- **Coordinate labeling data**
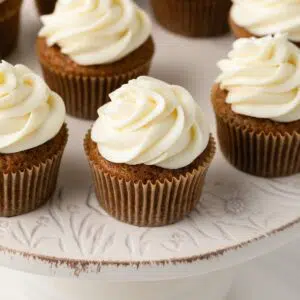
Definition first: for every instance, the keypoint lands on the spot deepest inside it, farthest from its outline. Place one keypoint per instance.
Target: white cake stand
(70, 249)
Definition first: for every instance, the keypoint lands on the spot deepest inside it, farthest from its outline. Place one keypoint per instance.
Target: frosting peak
(263, 17)
(94, 32)
(262, 77)
(151, 122)
(30, 114)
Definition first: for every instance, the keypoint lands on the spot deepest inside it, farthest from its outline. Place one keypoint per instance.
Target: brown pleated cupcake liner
(259, 153)
(193, 17)
(28, 189)
(84, 95)
(9, 31)
(150, 204)
(45, 7)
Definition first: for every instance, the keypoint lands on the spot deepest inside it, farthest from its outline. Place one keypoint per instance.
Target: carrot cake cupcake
(257, 104)
(87, 49)
(9, 25)
(32, 140)
(149, 152)
(264, 17)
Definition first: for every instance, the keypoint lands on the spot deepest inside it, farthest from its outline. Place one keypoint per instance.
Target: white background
(274, 277)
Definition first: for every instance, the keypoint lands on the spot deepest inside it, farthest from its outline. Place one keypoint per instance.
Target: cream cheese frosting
(151, 122)
(30, 114)
(264, 17)
(93, 32)
(262, 77)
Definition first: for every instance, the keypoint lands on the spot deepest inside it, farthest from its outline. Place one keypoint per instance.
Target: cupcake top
(264, 17)
(30, 114)
(151, 122)
(93, 32)
(262, 77)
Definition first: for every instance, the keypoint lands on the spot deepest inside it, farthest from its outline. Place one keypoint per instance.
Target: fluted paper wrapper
(83, 95)
(193, 18)
(259, 153)
(26, 190)
(150, 204)
(9, 31)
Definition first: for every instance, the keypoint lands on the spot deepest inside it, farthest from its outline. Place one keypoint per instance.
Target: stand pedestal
(17, 285)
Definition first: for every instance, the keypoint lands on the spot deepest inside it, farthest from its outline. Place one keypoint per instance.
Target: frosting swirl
(262, 77)
(151, 122)
(93, 32)
(30, 114)
(264, 17)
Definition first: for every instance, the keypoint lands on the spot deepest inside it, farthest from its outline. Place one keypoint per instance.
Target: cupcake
(257, 104)
(87, 49)
(9, 25)
(32, 140)
(149, 152)
(193, 18)
(45, 7)
(252, 18)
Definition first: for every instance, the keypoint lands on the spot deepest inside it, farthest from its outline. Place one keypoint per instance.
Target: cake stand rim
(74, 263)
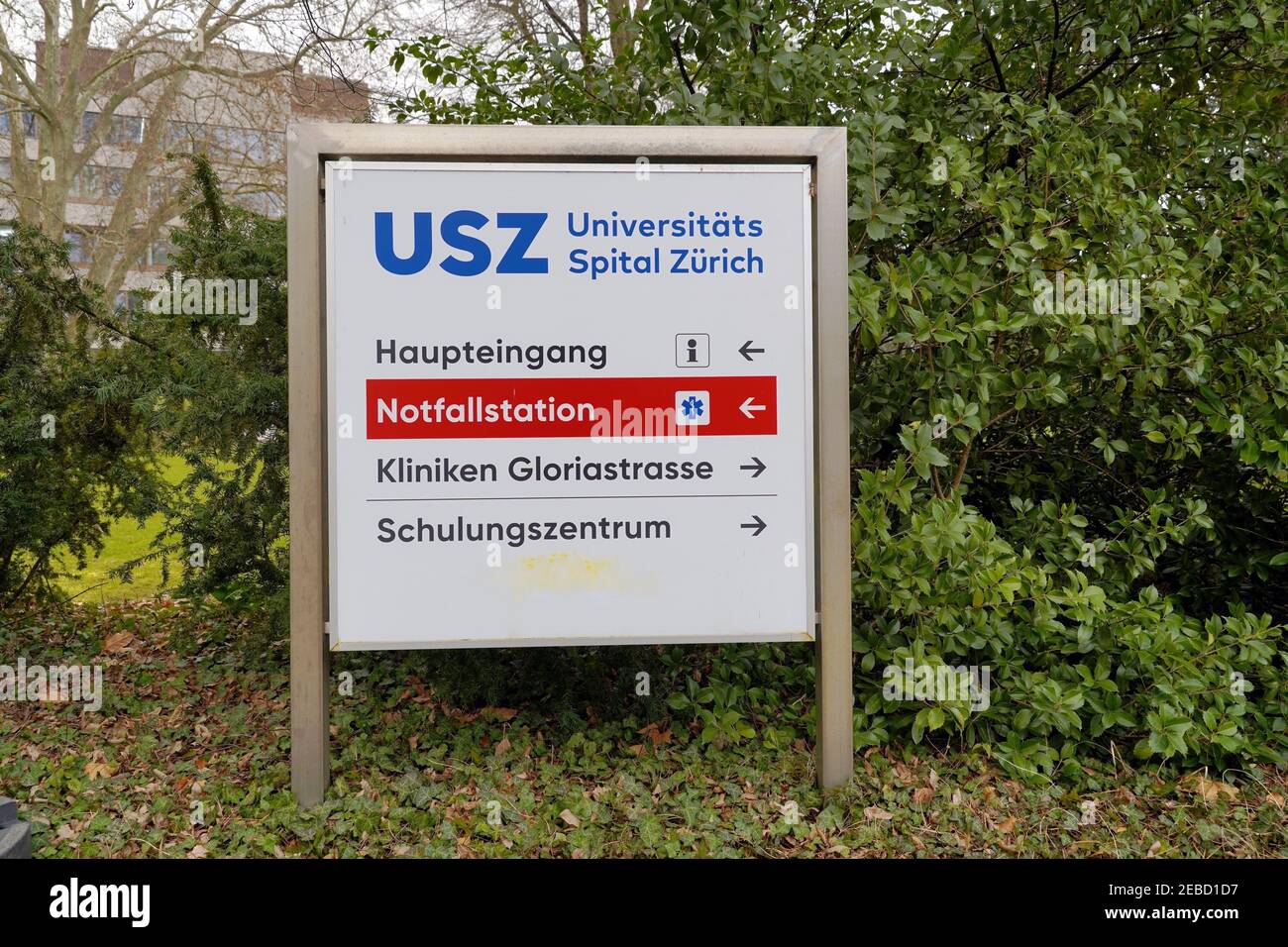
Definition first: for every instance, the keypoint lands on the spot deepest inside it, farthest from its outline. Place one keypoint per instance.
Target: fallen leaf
(119, 641)
(1211, 789)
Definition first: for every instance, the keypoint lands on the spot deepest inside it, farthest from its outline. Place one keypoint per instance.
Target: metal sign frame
(309, 146)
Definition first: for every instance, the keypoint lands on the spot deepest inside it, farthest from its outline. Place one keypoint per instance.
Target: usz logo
(476, 253)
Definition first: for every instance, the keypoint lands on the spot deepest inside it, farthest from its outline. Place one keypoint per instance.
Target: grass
(125, 541)
(189, 758)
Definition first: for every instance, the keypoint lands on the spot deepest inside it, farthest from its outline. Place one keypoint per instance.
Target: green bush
(72, 451)
(1090, 501)
(218, 388)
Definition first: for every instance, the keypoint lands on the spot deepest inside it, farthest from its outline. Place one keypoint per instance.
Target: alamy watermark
(938, 684)
(193, 296)
(1087, 296)
(53, 684)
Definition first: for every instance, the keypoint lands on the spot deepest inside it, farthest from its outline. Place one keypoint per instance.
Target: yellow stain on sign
(572, 573)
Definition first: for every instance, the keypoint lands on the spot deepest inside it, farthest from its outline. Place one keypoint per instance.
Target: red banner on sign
(600, 407)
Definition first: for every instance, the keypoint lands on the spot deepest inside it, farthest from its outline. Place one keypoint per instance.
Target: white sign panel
(568, 403)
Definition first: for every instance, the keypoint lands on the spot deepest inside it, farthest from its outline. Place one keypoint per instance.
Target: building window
(80, 248)
(123, 129)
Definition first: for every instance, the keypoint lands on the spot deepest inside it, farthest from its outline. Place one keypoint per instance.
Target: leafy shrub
(218, 385)
(72, 453)
(1091, 502)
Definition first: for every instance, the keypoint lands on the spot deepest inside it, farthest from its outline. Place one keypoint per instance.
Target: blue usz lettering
(515, 261)
(421, 247)
(481, 254)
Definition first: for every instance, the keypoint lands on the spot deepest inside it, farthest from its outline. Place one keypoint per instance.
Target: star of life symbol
(694, 407)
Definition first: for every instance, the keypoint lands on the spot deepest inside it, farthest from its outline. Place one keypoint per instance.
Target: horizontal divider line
(618, 496)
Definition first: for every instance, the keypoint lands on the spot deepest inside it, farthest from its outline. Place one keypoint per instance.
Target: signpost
(567, 385)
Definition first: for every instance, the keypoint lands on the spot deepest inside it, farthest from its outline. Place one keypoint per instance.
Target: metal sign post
(567, 385)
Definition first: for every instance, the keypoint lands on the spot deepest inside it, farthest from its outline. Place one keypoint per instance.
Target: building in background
(235, 112)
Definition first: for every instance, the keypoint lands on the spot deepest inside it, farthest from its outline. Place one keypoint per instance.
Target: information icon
(694, 407)
(692, 351)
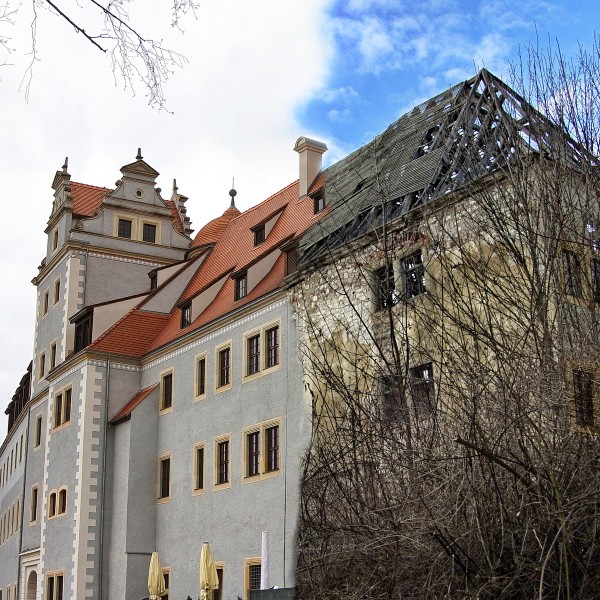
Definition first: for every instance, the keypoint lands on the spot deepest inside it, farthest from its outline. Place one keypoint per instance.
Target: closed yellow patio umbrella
(156, 580)
(209, 579)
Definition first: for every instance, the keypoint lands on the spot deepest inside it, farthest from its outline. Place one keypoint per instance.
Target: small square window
(166, 391)
(186, 315)
(241, 286)
(124, 228)
(149, 233)
(164, 477)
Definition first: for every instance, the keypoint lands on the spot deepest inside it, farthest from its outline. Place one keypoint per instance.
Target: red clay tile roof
(213, 230)
(86, 198)
(132, 335)
(126, 410)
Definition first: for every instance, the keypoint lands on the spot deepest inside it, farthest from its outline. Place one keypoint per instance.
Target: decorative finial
(232, 193)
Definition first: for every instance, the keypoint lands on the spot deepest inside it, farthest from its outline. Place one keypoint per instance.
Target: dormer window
(124, 228)
(259, 234)
(186, 315)
(241, 286)
(319, 203)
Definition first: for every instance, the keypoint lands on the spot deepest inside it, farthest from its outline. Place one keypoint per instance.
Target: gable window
(224, 367)
(201, 375)
(318, 203)
(164, 477)
(166, 391)
(222, 461)
(422, 388)
(198, 467)
(241, 286)
(124, 228)
(186, 315)
(385, 288)
(149, 233)
(413, 274)
(571, 264)
(583, 395)
(83, 332)
(259, 234)
(62, 407)
(253, 354)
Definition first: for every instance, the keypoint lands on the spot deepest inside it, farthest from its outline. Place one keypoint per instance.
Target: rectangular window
(54, 586)
(149, 233)
(224, 366)
(201, 376)
(422, 388)
(272, 337)
(583, 394)
(252, 576)
(253, 353)
(52, 355)
(241, 286)
(198, 467)
(186, 315)
(124, 228)
(253, 453)
(413, 274)
(166, 391)
(571, 263)
(272, 448)
(164, 477)
(595, 278)
(259, 234)
(62, 407)
(38, 432)
(83, 332)
(385, 288)
(34, 503)
(222, 452)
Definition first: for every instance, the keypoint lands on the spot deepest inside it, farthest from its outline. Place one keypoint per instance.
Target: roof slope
(440, 146)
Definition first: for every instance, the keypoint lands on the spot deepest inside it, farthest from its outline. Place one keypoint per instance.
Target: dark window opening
(241, 286)
(253, 354)
(413, 272)
(572, 273)
(422, 388)
(83, 333)
(272, 448)
(186, 315)
(224, 367)
(259, 235)
(387, 295)
(149, 233)
(124, 229)
(583, 392)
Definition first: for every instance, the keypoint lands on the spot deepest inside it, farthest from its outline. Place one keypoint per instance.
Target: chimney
(310, 152)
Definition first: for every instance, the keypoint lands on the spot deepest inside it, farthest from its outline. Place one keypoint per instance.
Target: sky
(259, 74)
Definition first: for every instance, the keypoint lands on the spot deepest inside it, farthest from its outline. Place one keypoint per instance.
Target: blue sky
(260, 74)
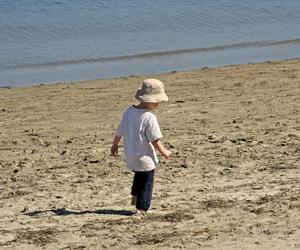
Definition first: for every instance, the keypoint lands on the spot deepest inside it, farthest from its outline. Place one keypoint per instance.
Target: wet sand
(233, 181)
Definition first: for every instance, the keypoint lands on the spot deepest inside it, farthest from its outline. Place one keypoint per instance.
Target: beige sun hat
(152, 91)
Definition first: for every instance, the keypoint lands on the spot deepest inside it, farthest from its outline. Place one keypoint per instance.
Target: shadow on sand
(65, 212)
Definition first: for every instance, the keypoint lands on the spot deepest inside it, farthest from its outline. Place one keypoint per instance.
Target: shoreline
(232, 183)
(148, 74)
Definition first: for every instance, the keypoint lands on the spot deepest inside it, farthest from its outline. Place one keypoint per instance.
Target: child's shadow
(65, 212)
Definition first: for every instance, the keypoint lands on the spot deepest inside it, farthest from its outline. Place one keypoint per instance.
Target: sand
(233, 181)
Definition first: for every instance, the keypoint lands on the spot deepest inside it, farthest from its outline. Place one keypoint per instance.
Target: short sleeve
(152, 130)
(120, 128)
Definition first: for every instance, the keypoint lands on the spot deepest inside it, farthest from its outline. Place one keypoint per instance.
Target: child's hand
(114, 149)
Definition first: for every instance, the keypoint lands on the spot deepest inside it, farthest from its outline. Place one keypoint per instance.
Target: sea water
(44, 41)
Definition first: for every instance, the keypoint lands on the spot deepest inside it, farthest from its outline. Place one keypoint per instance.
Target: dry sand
(233, 181)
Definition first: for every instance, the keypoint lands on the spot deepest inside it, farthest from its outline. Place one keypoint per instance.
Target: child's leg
(135, 188)
(144, 194)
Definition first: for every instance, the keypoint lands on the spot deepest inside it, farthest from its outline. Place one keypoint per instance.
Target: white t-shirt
(139, 127)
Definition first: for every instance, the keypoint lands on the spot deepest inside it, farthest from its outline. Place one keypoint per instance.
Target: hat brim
(151, 98)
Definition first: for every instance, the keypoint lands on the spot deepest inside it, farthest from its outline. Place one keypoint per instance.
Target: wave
(259, 44)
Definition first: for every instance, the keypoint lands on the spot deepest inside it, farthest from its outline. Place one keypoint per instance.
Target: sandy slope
(233, 183)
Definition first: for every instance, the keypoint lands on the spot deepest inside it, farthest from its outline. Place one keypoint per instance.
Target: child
(141, 133)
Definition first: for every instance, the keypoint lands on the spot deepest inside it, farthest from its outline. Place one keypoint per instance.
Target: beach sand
(233, 181)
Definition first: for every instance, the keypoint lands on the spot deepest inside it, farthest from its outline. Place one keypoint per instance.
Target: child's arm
(115, 146)
(165, 152)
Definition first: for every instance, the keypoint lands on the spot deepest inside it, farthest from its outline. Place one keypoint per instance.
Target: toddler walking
(141, 134)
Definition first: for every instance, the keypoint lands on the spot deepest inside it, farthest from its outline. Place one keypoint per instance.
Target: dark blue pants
(142, 187)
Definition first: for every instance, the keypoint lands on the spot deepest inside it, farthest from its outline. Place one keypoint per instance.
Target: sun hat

- **Problem description**
Select every line of the material above that contains the string "stand", and copy each one. Matching is case-sensitive.

- **Result for this task**
Target: white cake stand
Target: stand pedestal
Target: cake stand rim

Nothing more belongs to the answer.